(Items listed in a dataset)
------

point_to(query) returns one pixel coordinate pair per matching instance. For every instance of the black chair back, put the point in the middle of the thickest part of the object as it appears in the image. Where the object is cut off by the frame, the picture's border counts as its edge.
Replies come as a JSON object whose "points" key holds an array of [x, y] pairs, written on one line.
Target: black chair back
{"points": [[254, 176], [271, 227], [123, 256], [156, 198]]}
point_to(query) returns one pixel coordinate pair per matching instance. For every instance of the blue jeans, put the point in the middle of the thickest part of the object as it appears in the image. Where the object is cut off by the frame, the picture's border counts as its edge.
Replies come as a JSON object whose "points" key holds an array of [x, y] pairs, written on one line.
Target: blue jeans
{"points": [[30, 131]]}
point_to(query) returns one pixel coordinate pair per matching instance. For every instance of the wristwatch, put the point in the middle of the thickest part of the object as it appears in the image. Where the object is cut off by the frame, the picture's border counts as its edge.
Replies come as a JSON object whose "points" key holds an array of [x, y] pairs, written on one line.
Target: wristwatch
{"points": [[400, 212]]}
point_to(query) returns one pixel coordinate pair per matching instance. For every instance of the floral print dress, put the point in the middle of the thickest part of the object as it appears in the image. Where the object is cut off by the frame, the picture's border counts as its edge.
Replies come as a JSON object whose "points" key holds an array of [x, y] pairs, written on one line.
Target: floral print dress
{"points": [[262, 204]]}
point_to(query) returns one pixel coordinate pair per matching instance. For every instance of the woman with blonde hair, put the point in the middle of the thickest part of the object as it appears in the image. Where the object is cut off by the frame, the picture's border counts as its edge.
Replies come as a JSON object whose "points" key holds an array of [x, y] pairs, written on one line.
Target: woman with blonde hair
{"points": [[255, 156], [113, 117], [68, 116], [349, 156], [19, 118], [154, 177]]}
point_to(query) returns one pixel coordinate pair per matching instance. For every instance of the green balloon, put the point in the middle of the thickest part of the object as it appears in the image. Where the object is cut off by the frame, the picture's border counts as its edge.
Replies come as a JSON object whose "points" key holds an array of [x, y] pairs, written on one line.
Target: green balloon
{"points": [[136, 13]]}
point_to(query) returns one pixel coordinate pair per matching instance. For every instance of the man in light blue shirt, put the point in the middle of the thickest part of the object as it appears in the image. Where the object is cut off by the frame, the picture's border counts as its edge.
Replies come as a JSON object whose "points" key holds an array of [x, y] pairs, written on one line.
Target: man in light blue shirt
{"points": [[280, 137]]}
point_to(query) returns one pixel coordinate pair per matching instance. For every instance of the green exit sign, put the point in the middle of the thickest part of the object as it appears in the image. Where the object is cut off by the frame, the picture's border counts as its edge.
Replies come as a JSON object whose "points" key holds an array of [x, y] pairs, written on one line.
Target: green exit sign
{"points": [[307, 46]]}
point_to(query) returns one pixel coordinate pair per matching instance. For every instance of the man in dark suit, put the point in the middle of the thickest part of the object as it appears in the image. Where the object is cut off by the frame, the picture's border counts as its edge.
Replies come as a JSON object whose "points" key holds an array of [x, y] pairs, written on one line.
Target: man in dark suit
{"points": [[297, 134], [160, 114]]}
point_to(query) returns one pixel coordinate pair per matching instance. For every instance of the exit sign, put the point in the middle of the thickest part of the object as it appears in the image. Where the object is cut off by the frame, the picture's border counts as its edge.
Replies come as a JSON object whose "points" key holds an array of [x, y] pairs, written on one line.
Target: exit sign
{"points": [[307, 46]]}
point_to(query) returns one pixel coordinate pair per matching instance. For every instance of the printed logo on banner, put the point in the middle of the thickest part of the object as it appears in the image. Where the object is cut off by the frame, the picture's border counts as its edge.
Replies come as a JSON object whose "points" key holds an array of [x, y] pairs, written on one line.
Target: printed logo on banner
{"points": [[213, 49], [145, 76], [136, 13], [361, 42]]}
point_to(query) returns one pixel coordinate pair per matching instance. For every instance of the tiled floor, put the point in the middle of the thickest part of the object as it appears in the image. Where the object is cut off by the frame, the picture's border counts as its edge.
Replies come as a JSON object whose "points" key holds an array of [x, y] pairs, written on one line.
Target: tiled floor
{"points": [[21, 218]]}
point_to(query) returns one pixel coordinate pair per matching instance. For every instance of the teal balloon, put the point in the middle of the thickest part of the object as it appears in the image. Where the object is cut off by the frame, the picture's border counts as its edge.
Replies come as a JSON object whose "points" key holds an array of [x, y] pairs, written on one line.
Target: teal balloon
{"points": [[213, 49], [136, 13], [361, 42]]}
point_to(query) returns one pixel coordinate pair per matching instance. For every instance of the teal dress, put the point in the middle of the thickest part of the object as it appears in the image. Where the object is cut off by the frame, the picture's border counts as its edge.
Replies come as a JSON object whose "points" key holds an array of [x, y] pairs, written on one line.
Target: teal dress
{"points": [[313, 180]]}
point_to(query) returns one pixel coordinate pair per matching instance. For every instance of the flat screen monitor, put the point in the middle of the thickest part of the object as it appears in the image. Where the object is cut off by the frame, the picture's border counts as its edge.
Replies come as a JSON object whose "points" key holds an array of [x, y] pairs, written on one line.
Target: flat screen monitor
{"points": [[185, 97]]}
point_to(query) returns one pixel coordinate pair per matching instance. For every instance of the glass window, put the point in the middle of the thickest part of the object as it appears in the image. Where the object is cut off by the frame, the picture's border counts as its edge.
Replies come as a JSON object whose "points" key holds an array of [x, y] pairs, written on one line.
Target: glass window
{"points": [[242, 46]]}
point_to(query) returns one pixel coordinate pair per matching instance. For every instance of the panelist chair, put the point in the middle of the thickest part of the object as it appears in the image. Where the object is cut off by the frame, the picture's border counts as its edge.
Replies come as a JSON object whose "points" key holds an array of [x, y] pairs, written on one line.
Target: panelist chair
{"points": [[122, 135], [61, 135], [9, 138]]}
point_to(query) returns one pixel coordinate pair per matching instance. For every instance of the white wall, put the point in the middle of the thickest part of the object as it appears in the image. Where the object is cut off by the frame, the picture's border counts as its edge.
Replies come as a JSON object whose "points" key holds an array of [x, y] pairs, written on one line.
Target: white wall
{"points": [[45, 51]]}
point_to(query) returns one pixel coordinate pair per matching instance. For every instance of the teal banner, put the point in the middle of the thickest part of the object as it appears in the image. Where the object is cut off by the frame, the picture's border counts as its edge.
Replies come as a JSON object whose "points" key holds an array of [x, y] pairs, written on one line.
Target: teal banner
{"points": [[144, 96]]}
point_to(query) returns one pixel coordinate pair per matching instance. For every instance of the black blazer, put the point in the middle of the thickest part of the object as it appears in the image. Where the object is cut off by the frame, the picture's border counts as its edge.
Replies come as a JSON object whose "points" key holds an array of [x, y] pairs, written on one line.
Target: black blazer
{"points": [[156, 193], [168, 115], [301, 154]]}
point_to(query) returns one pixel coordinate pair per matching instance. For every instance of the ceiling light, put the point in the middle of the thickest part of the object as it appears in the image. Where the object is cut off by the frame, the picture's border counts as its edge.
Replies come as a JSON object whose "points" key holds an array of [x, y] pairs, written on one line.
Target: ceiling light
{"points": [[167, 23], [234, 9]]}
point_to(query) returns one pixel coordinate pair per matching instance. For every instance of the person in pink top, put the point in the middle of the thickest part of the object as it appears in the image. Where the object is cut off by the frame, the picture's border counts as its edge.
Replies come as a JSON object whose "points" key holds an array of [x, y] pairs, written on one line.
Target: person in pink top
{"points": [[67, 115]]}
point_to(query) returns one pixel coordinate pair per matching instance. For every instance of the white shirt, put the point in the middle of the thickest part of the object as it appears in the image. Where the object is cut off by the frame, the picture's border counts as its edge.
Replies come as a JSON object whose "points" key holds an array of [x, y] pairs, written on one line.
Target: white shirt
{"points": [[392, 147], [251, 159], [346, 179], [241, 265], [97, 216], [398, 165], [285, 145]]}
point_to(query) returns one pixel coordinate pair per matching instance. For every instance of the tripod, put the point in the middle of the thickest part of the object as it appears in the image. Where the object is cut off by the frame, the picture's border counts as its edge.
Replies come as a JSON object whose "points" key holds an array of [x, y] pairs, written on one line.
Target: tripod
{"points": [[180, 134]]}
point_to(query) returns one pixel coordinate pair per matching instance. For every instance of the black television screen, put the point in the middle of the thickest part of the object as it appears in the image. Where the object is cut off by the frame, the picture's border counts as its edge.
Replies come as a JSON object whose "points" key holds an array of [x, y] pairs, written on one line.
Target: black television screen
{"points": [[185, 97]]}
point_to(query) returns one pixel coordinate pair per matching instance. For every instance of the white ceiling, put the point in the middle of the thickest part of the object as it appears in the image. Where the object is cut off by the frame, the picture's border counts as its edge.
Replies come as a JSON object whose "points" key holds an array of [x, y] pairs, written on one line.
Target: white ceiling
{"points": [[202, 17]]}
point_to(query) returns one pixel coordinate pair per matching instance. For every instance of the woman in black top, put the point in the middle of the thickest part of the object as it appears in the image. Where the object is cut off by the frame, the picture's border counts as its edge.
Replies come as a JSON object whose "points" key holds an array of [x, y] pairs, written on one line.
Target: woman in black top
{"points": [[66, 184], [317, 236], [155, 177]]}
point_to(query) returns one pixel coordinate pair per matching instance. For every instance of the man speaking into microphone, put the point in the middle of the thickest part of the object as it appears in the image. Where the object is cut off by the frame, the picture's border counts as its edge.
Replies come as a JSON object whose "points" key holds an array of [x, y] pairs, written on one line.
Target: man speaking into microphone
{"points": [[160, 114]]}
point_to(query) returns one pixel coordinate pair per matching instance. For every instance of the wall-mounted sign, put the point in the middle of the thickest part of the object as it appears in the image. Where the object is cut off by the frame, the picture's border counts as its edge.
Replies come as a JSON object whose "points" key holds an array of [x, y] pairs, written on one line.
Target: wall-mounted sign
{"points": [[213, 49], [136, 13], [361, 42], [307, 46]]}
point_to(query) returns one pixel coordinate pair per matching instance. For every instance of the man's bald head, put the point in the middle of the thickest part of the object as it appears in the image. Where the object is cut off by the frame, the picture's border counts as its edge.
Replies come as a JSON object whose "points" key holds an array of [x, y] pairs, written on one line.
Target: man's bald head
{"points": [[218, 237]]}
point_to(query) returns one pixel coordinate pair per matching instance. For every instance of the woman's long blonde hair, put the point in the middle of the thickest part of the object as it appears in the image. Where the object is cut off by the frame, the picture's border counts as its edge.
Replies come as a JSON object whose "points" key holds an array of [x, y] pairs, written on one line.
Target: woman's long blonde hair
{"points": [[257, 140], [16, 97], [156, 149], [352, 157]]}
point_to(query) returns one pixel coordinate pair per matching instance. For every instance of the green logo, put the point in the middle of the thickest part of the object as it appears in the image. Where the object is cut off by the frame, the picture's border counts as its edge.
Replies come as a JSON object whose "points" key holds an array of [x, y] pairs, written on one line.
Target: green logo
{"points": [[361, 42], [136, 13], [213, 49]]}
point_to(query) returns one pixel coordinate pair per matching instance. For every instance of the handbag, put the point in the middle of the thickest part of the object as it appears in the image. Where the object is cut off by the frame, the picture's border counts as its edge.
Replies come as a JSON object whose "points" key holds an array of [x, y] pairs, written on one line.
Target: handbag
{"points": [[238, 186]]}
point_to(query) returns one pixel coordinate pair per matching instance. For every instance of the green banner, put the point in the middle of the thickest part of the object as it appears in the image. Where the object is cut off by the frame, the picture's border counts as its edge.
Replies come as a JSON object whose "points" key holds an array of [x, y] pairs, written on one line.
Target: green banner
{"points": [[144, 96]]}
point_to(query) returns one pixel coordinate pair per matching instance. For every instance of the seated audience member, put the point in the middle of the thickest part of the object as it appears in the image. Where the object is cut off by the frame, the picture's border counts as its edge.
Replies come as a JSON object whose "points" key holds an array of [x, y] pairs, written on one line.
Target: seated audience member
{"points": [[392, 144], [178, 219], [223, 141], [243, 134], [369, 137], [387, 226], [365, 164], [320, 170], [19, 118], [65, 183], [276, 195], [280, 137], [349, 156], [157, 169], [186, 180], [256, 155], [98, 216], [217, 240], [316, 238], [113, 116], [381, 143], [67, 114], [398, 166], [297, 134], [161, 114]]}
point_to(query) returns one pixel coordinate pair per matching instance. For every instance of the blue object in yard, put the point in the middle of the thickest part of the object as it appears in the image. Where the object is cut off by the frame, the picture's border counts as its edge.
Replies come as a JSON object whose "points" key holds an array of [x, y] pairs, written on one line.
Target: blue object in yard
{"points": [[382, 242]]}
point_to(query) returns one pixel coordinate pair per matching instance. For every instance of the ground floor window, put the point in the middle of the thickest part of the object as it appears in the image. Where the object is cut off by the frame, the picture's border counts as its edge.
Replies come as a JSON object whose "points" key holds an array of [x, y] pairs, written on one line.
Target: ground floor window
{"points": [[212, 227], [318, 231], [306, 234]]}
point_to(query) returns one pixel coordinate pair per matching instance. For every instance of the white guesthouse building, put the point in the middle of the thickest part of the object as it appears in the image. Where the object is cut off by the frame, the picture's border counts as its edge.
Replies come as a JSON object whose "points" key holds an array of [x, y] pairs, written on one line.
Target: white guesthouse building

------

Task statement: Each line from the one containing "the blue object" through the end of the entries, both included, is to be returned exactly, with no other lines.

Completed task:
point_to(query) returns one pixel coordinate pair per matching instance. For every instance of the blue object in yard, put the point in the middle of the thickest part of the object as it appears in the image. Where the object is cut off by the frame, the picture's border counts as its edge.
Replies come as a JSON object whose "points" key holds an array of [x, y] pairs, written on one line.
Target: blue object in yard
{"points": [[382, 242]]}
point_to(query) returns one pixel coordinate pair per matching instance. For every instance of the ground floor window, put the point in the middle of the thickest part of the object as it appears in the image. Where the object is cut off by the frame, the picture's border counts as its edge.
Replies come as a JSON object whose "points" key holds an array of [x, y] pairs, written on one line.
Target: ground floor window
{"points": [[212, 227], [318, 231], [306, 234]]}
point_to(query) returns one pixel coordinate pair per matching instance. For every instance of the white guesthouse building, put the point in the middle of the thickest part of the object as it appears in the image. Where the object is cut off by the frame, the picture's border counts as its edge.
Replies come as a JSON object whose "points" key holds an array of [x, y] pairs, written on one line.
Target: white guesthouse building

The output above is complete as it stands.